§ **Instructions for the task**: Copy every record exactly, with nothing left out.

§ **Exercise materials**:
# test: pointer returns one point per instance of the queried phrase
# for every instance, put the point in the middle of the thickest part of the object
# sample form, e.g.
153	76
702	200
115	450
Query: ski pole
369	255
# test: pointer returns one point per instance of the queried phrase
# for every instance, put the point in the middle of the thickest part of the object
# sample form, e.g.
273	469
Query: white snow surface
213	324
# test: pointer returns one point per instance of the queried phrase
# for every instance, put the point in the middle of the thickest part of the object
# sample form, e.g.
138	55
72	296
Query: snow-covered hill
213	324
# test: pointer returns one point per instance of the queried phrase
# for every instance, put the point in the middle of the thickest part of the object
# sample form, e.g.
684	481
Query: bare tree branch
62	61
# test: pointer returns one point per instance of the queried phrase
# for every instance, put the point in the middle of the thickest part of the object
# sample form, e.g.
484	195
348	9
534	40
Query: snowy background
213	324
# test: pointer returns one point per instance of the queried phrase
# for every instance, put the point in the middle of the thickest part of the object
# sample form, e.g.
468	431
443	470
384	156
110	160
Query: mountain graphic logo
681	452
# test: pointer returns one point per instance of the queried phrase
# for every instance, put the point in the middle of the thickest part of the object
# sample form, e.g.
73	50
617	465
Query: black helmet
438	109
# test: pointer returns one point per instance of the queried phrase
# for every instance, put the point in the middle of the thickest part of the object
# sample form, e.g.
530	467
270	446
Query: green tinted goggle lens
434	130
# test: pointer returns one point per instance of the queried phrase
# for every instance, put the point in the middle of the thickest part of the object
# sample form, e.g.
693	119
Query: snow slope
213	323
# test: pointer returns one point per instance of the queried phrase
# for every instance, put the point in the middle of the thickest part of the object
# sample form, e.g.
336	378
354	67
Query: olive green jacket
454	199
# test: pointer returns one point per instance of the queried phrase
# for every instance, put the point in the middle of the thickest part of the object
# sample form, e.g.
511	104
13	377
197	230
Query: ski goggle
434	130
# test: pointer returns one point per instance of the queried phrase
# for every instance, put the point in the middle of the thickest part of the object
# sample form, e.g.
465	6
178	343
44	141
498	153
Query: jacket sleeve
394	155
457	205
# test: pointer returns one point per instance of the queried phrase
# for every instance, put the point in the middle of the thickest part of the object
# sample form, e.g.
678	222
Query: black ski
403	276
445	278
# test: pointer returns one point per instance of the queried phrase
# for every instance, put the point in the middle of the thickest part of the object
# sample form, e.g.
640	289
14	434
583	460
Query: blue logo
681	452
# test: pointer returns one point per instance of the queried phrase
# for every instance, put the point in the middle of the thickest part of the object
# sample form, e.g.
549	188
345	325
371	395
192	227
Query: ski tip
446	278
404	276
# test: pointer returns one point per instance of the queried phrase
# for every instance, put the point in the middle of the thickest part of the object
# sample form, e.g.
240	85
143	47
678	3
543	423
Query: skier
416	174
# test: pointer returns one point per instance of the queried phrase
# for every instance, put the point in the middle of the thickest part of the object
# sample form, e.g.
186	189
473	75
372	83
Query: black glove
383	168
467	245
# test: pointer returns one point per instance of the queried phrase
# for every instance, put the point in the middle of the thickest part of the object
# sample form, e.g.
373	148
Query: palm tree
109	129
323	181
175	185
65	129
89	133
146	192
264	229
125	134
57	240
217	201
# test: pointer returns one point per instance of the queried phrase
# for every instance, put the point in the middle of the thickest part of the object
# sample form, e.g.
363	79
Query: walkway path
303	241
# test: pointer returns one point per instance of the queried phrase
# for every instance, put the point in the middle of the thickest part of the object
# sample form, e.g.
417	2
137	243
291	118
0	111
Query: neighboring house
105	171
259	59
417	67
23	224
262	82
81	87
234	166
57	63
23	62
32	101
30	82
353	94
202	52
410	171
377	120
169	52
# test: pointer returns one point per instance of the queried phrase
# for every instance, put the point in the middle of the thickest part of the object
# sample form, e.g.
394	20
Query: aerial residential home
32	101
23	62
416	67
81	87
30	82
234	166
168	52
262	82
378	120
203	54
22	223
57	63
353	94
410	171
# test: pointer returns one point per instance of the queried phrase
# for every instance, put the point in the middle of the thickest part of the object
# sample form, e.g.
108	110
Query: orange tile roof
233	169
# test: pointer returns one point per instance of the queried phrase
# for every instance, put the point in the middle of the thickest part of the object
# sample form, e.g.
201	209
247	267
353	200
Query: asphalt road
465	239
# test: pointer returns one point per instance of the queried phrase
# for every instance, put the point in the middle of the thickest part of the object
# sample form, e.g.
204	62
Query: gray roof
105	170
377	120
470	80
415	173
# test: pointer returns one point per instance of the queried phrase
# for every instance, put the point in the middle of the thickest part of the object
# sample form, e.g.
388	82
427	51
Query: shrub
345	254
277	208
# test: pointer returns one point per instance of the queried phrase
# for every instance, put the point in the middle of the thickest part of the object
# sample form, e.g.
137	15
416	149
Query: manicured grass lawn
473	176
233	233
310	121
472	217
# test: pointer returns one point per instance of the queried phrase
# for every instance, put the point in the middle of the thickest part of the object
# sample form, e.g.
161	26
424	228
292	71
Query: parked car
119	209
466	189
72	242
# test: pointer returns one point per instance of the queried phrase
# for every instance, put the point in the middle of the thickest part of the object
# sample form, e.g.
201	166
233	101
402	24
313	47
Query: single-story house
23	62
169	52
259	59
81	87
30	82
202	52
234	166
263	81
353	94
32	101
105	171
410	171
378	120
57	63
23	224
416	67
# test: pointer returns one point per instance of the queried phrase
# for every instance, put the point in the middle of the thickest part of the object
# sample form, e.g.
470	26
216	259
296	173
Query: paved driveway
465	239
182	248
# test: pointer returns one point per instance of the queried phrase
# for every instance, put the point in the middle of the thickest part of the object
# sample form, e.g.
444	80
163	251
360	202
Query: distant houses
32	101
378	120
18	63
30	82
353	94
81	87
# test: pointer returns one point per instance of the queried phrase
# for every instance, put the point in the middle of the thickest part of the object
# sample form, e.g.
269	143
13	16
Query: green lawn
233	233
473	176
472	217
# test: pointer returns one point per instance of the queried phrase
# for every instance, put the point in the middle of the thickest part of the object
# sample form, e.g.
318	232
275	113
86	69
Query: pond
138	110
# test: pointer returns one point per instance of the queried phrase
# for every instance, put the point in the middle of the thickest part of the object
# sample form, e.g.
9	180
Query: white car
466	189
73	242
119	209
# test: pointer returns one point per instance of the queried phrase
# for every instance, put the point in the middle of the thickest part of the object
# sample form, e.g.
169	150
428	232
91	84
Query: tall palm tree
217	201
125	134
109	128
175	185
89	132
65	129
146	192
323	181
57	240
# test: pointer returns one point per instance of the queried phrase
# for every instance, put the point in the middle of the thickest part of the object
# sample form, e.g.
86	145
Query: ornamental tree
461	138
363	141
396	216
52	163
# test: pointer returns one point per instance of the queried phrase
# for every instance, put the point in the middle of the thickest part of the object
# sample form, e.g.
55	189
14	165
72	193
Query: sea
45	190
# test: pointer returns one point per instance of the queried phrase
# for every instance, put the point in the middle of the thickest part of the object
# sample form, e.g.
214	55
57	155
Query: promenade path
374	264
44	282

§ **Output**:
# test: pointer returns one point per instance of the queried phrase
# for every instance, put the point in the middle of the thickest part of the object
# sample form, e.g.
153	76
702	200
115	450
Query: ski pole
369	255
# test: pointer returns one point per instance of the queried phrase
# for every instance, put the point in the middle of the thickest part of the object
# sample form, e.g.
273	469
Query: white snow surface
213	324
# test: pointer returns one point per instance of the queried phrase
# for every instance, put the point in the middle of the thickest part of the object
# sample form, e.g.
138	55
72	296
Query: snow-covered hill
213	324
# test: pointer returns one point per instance of the queried phrase
# for every instance, put the point in the middle of the thickest part of the object
# sample form, e.g.
684	481
Query: bare tree branch
62	61
# test: pointer returns one point per instance of the queried phrase
# for every instance, put the point in the middle of the thickest part of the object
# sample form, e.g.
484	195
348	9
534	40
Query: snowy background
213	324
# test: pointer returns one point per instance of the queried phrase
# for every instance, put the point in the middle of the thickest part of the object
# sample form, e.g.
468	431
443	470
384	156
110	160
Query: mountain graphic logo
681	452
# test: pointer returns one point per instance of the queried phrase
# for every instance, put the point in the middle of the thickest part of the object
# sample form, e.g.
73	50
617	465
Query: black helmet
438	109
# test: pointer returns one point per instance of the queried phrase
# for every instance, put the point in the middle of the thickest part of the object
# sample form, e.g.
530	467
270	446
Query: green tinted goggle lens
434	130
# test: pointer returns one point per instance of the queried phrase
# for every instance, put the point in the middle of the thickest part of the object
# sample form, e.g.
693	119
Query: snow slope
213	323
# test: pointer returns one point per instance of the queried phrase
# for every instance, put the point in the middle of the thickest part of the object
# sample form, e.g.
336	378
354	67
Query: olive green jacket
454	199
# test: pointer returns one point per instance of the queried phrase
# for every instance, put the point in the middle of the thickest part of the object
# sample form, e.g.
511	104
13	377
197	230
Query: ski goggle
434	130
# test: pointer returns one point per instance of the queried phrase
# for every instance, put the point in the middle of the thickest part of the object
# sample form, e.g.
465	6
178	343
44	141
498	153
Query: jacket sleeve
394	155
457	205
# test: pointer returns one point per instance of the queried phrase
# for every instance, put the point in the middle of the thickest part of the object
# sample form, e.g.
678	222
Query: black ski
403	276
445	278
# test: pointer returns one point per instance of the queried phrase
# for every instance, put the point in the middle of the thickest part of the object
# sample form, e.g.
640	289
14	434
583	460
Query: blue logo
681	452
# test: pointer returns one point per instance of the queried phrase
# for every instance, put the point in the middle of the thickest part of the object
# sample form, e.g.
549	188
345	325
371	395
192	227
Query: ski tip
446	278
404	276
# test: pointer returns one point per instance of the queried phrase
# for every instance, put the point in the middle of the thickest part of the object
# sample form, e.g.
240	85
143	47
678	3
543	423
Query: skier
416	174
# test: pointer returns one point per instance of the queried phrase
# for every instance, put the point in the middle of the thickest part of the object
# sample form, e.g.
186	189
473	75
372	83
Query: black glove
383	168
467	245
# test: pointer returns one point per instance of the queried phrase
# for every instance, put the point in the middle of the thickest part of the object
# sample form, e.g.
373	148
Query: palm tree
109	129
323	181
175	185
65	129
89	133
146	192
264	229
125	134
57	240
217	201
# test: pointer returns one point per instance of the queried phrase
# for every instance, put the point in the middle of the thickest part of the object
# sample form, e.g.
363	79
Query: walkway path
303	241
# test: pointer returns one point per instance of the queried phrase
# for every instance, put the point in the middle of the thickest part of the object
# sample form, e.g.
417	2
137	243
291	118
0	111
Query: neighboring house
105	171
259	59
417	67
23	224
262	82
81	87
234	166
57	63
23	62
32	101
30	82
353	94
202	52
410	171
377	120
169	52
# test: pointer returns one point per instance of the queried phrase
# for every instance, put the point in the middle of the thickest part of the object
# sample form, e.g.
394	20
Query: aerial residential home
32	101
23	62
416	67
81	87
30	82
234	166
168	52
262	82
378	120
203	54
22	223
57	63
353	94
410	171
# test: pointer returns one point per instance of the queried phrase
# for every instance, put the point in the middle of the thickest part of the object
# sample form, e.g.
108	110
Query: orange tile roof
233	169
# test: pointer returns one point per instance of the queried phrase
# for every instance, put the point in the middle of the thickest part of the object
# sample form, e.g.
201	209
247	267
353	200
Query: asphalt road
465	239
# test: pointer returns one point per instance of the queried phrase
# for every instance, put the point in the middle of the thickest part of the object
# sample form, e.g.
204	62
Query: gray roof
105	170
377	120
470	80
415	173
# test: pointer returns one point per instance of the queried phrase
# for every instance, put the point in the middle of the thickest part of the object
# sample form, e.g.
388	82
427	51
Query: shrub
345	254
277	208
# test: pointer returns one point per instance of the queried phrase
# for every instance, put the point in the middle of the thickest part of the object
# sample form, e.g.
137	15
416	149
Query: manicured grass lawn
473	176
233	233
310	121
472	217
# test: pointer returns one point per instance of the queried phrase
# for every instance, put the point in the middle of the thickest part of the object
# sample form, e.g.
161	26
424	228
292	71
Query: parked car
119	209
466	189
72	242
# test: pointer returns one point per instance of the queried phrase
# for every instance, put the point in the middle of the thickest part of the object
# sample form, e.g.
201	166
233	101
402	24
313	47
Query: single-story house
23	62
169	52
259	59
81	87
30	82
202	52
234	166
263	81
353	94
32	101
105	171
410	171
378	120
57	63
23	224
416	67
# test: pointer returns one point per instance of the queried phrase
# for every instance, put the point in the middle of the thickest part of the object
# sample form, e.g.
470	26
216	259
296	173
Query: paved driveway
465	239
182	248
# test: pointer returns one point per instance of the queried phrase
# for every instance, put the point in the middle of the thickest part of the object
# sample form, e.g.
444	80
163	251
360	202
Query: distant houses
32	101
378	120
18	63
30	82
353	94
81	87
# test: pointer returns one point per instance of the queried phrase
# for every instance, put the point in the middle of the thickest part of the object
# sample form, e.g.
269	143
13	16
Query: green lawn
233	233
473	176
472	217
# test: pointer returns one point per instance of the queried phrase
# for every instance, put the point in the middle of the thickest part of the object
# sample form, e.g.
318	232
275	113
86	69
Query: pond
138	110
# test: pointer returns one point per instance of the queried phrase
# for every instance, put the point in the middle of the thickest part of the object
# sample form, e.g.
9	180
Query: white car
466	189
73	242
119	209
# test: pointer returns one point per instance of the queried phrase
# for every instance, put the point in the middle of the thickest part of the object
# sample form, e.g.
169	150
428	232
91	84
Query: tall palm tree
217	201
125	134
109	128
175	185
89	132
65	129
146	192
323	181
57	240
# test: pointer returns one point per instance of the queried phrase
# for every instance, put the point in the middle of the thickest part of the object
# sample form, e.g.
86	145
Query: ornamental tree
461	138
363	141
396	216
52	163
# test: pointer returns one point per instance of the queried phrase
# for every instance, put the point in the middle of the thickest part of the object
# sample form, e.g.
55	189
14	165
72	193
Query: sea
45	190
# test: pointer returns one point per instance of the queried phrase
# for every instance, put the point in the middle of the thickest part of the object
# sample form, e.g.
214	55
57	155
Query: promenade path
374	264
44	282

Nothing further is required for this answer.